Исходный текст:
------------------------------

Схожие процессы давно начались в экономическом секторе страны, который, несмотря на значительное число формально государственных компаний, практически полностью контролируется олигархами — доверенными феодалами президента, все больше походящего на монарха.
Современное российское государство очень сильно сращено с бизнесом, так что олигархи не просто владеют частным капиталом, но также являются практически несменяемыми «королями» государственных корпораций и мира госзаказов для большого бизнеса, что делает их неформальную власть почти безграничной[4].
Сходство это наблюдается не в прямом повторении средневековых отношений собственности на средства производства, землю и другие активы, но в общей конфигурации властных отношений российской элиты. Также примечательно, что государственные корпорации вроде «Газпрома», «Ростеха», «Роснефти» и многих других в случае РФ даже скорее помогли образованию и укоренению новой прослойки лояльных феодалов-олигархов, что неоднократно отмечал и критиковал с либеральной точки зрения бывший глава ФАС России Игорь Артемьев: «существует опасность экономического феодализма… где нет частного сектора, нет капиталистических отношений, а есть только сеньоры и их вассалы». При этом, несмотря на текущую лояльность этих «сеньоров» режиму, все феодалы в подобных системах преследуют в первую очередь свои собственные интересы, и в случае больших выгод от фрагментации российской государственности лишь поспособствуют её ускорению и новой волне приватизации де-факто уже во многом принадлежащих им государственных корпораций.

------------------------------

[Сохранённые записи]
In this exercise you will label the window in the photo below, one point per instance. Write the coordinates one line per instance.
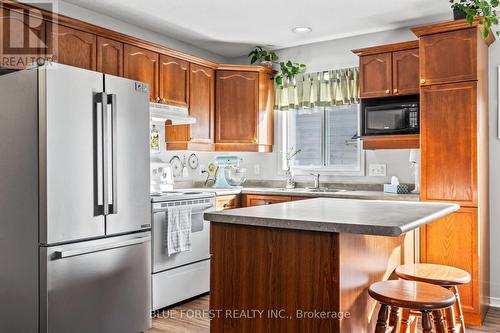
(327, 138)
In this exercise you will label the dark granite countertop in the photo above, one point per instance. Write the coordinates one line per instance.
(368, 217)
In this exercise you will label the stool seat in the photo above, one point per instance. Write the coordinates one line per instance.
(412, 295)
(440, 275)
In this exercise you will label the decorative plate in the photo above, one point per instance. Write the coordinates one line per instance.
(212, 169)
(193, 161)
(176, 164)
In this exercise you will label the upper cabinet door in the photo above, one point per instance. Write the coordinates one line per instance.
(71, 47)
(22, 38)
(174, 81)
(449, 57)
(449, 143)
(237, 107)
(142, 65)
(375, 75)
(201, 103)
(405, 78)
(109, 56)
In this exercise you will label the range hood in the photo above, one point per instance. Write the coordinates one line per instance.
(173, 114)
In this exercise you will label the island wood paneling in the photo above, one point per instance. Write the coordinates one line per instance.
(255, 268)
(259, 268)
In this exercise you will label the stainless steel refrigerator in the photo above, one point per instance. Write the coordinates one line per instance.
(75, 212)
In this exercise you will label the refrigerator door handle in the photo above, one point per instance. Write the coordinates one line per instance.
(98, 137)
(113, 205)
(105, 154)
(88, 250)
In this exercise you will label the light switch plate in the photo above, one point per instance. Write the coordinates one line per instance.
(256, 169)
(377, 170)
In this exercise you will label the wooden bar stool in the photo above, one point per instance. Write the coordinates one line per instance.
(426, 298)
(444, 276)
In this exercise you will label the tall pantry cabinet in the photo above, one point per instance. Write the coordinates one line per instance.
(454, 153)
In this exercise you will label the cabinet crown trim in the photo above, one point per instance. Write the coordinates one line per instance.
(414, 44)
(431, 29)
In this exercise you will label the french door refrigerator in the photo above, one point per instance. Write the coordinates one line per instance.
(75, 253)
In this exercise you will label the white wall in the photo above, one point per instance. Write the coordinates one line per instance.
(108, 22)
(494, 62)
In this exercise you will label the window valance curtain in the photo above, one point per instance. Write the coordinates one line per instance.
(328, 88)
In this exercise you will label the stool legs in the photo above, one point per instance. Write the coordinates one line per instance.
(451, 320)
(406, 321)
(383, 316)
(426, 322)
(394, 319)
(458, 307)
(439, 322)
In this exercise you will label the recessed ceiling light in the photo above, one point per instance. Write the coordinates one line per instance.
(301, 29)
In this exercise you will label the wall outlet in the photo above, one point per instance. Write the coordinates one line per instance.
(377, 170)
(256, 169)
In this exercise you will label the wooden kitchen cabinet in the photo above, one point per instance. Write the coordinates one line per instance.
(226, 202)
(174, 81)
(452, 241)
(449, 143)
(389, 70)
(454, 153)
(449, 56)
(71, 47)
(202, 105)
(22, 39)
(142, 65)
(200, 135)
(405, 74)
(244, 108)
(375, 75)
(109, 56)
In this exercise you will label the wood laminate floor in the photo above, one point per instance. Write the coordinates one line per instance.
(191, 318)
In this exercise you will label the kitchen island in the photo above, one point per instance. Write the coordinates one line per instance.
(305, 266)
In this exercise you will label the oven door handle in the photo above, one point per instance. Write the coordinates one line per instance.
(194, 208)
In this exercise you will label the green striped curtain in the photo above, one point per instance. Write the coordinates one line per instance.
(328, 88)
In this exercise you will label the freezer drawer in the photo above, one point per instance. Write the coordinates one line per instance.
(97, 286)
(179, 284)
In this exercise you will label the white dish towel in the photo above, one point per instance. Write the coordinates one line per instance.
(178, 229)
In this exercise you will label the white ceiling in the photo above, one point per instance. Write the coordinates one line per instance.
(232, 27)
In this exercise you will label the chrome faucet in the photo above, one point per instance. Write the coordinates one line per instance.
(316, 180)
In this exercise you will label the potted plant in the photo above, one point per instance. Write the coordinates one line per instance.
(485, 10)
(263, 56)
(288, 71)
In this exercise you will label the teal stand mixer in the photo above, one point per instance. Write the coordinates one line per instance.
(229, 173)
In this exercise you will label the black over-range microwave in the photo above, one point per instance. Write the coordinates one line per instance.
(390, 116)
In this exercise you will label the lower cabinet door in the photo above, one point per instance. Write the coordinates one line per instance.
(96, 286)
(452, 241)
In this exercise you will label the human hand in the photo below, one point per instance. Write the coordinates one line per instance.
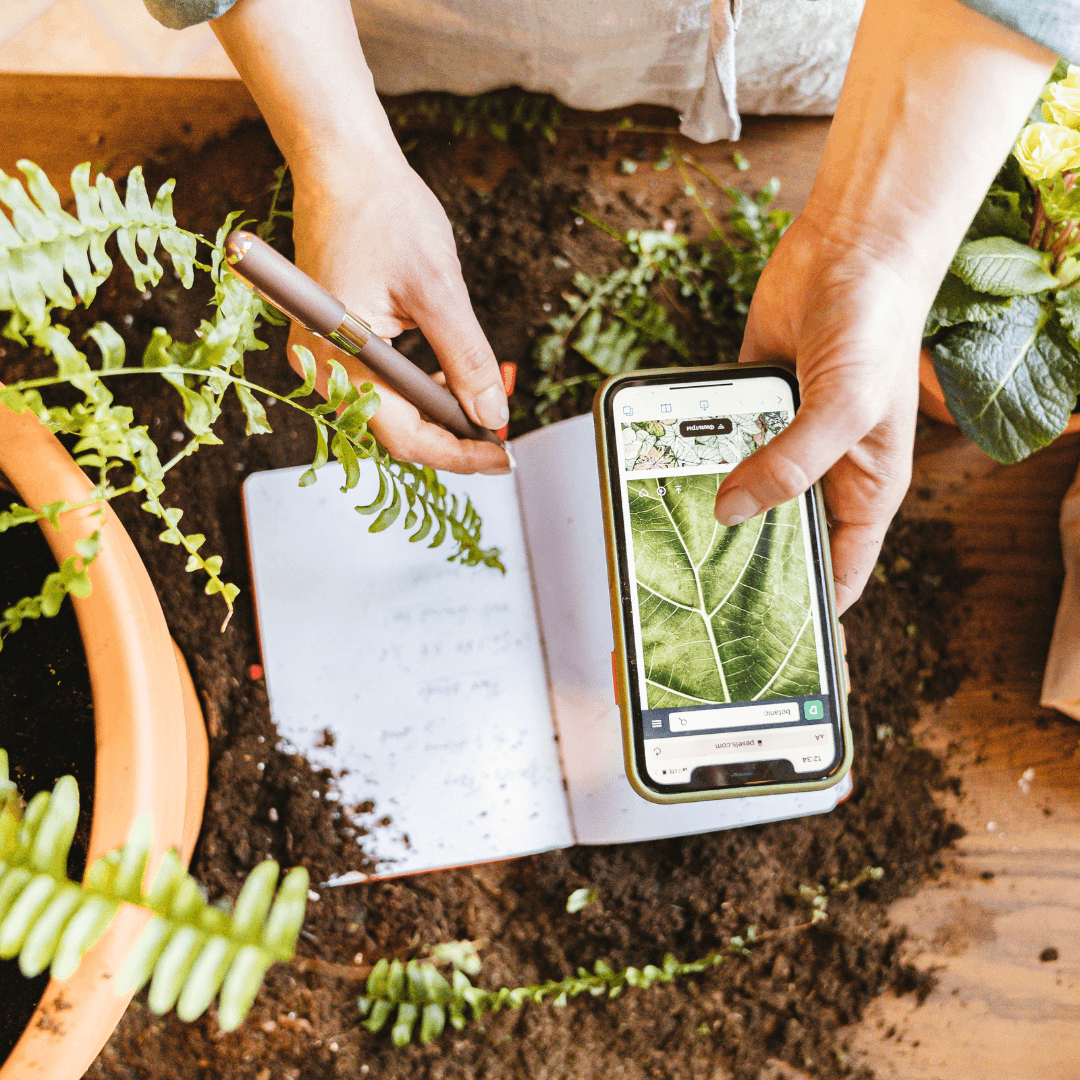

------------------------------

Условия задания:
(1) Проверьте по тексту об олигархах, верны ли утверждения (a) «Олигархи не владеют частным капиталом», (b) «Игорь Артемьев возглавлял ФАС России» и (c) «Сходство со Средневековьем заключается в прямом повторении средневековых отношений собственности». На каждое ответьте «да» или «нет» и приведите дословно решающие слова текста.
(2) Перечислите все строки списка, где встречается слово «kitchen». Регистр букв учитывается.
Текст об олигархах и список между собой никак не связаны.

Ответы по заданиям:
(1)
(a) Нет: «олигархи не просто владеют частным капиталом».
(b) Да: «бывший глава ФАС России Игорь Артемьев».
(c) Нет: «Сходство это наблюдается не в прямом повторении средневековых отношений собственности на средства производства, землю и другие активы».

(2)
In this exercise you will label the wooden kitchen cabinet in the photo above, one point per instance. Write the coordinates one line per instance.
In this exercise you will label the kitchen island in the photo above, one point per instance. Write the coordinates one line per instance.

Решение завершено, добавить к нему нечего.